[Extracted records]
=-=-=
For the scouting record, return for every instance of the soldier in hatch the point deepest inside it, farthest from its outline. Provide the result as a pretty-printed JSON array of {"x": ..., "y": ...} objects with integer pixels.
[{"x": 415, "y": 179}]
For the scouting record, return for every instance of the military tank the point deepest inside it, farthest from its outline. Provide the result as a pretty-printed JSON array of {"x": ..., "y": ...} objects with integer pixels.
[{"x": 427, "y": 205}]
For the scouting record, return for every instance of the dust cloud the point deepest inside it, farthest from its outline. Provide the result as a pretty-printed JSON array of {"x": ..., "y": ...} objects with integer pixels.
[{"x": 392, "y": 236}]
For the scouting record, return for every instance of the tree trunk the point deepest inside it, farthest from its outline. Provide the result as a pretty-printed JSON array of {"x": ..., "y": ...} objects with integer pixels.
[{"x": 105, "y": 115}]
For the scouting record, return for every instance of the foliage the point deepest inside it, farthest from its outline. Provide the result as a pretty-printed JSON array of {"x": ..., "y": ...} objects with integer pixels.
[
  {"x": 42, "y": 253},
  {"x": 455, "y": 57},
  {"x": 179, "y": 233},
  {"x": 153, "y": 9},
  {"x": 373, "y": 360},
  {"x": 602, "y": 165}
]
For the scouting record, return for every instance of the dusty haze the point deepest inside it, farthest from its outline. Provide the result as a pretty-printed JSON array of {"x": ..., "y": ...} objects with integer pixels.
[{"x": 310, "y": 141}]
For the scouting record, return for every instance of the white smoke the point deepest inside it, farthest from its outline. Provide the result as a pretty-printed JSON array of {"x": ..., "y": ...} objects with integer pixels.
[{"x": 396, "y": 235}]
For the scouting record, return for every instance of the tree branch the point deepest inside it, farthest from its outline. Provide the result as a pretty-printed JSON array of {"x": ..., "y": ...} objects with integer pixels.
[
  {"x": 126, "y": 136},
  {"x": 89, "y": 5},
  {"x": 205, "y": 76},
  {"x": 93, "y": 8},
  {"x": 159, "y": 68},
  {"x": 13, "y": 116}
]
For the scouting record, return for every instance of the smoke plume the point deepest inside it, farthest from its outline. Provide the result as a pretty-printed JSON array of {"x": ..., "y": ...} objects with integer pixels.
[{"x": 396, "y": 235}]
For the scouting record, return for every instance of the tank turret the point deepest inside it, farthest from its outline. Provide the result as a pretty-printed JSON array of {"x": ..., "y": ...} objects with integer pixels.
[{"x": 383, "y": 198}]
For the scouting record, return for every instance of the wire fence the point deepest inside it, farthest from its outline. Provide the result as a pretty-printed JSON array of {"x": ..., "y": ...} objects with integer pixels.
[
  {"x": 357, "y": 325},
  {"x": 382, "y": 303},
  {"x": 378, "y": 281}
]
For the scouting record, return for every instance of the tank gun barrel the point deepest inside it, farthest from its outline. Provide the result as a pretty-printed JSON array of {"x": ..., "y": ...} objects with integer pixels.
=-=-=
YOUR OBJECTIVE ->
Each entry above needs to be retyped exactly.

FINAL RESULT ->
For the scouting record, return for every instance of the soldier in hatch the point deepest inside it, farthest from its outline. Provide the result as a pretty-printed JSON array of {"x": ..., "y": ...} objects with integer pixels.
[{"x": 415, "y": 179}]
For the scouting record, return for every instance of the military tank the point deepest inside it, farthest from its outline. Provide the result as a pretty-printed JSON array of {"x": ..., "y": ...} objects with integer pixels.
[{"x": 427, "y": 205}]
For the scouting record, return for every instance of the dust cloud the point deepest inside it, farthest from its outline. Provide the result as a pretty-printed JSON array of {"x": ..., "y": ...} objects with integer pixels.
[{"x": 392, "y": 236}]
For the scouting record, return for every instance of the tree trunk the point deepest inside it, farthest from its outline. Provide the result as a pretty-printed JSON array of {"x": ..., "y": ...} objects with integer pixels.
[{"x": 105, "y": 115}]
For the scouting record, return for every instance of the foliage the point deepest inside it, farthest from its outline. Provide the result as a pretty-printed JSON array of {"x": ..., "y": ...} objects with integer pixels.
[
  {"x": 42, "y": 253},
  {"x": 455, "y": 57},
  {"x": 179, "y": 233},
  {"x": 153, "y": 9},
  {"x": 373, "y": 360},
  {"x": 602, "y": 165}
]
For the scouting record, return for every instance of the dusty haze the point deepest inside it, farthest from its outline. Provide the result as a pretty-printed JSON array of {"x": ..., "y": ...} objects with integer pixels.
[{"x": 310, "y": 141}]
For the scouting record, return for every instance of the white smoke the point deepest inside it, farthest from its outline. Provide the result as a pretty-printed JSON array of {"x": ..., "y": ...} objects with integer pixels.
[{"x": 396, "y": 235}]
For the scouting record, return for every instance of the tree branch the point deepest inside it, farthest from its outline. Provide the result as a pretty-printed JSON array of {"x": ..., "y": ...} objects with integer pixels.
[
  {"x": 126, "y": 136},
  {"x": 89, "y": 5},
  {"x": 205, "y": 76},
  {"x": 93, "y": 8},
  {"x": 159, "y": 68},
  {"x": 13, "y": 116}
]
For the scouting record, return for every instance of the smoke plume the point deepest inside it, farthest from its outline. Provide the result as a pretty-printed JSON array of {"x": ..., "y": ...} objects with integer pixels.
[{"x": 396, "y": 235}]
For the scouting record, return for every instance of the tank turret the point deepest inside it, farthest from its outline. Provide the result as a pretty-printed JSON array of {"x": ..., "y": ...} objects with integer pixels.
[{"x": 383, "y": 198}]
For the scouting record, return for every instance of the wire fence the point deepest inside it, farthest from its outline. Provide the result as a pretty-printed JSON array of {"x": ..., "y": ...} objects with integer pixels.
[
  {"x": 357, "y": 325},
  {"x": 382, "y": 303},
  {"x": 378, "y": 281}
]
For the scouting record, return for every instance of the tank gun barrel the point deepest inside it, farthest from its outline. Provide the result as a pretty-printed JSON array of {"x": ..., "y": ...} objects with integer pixels.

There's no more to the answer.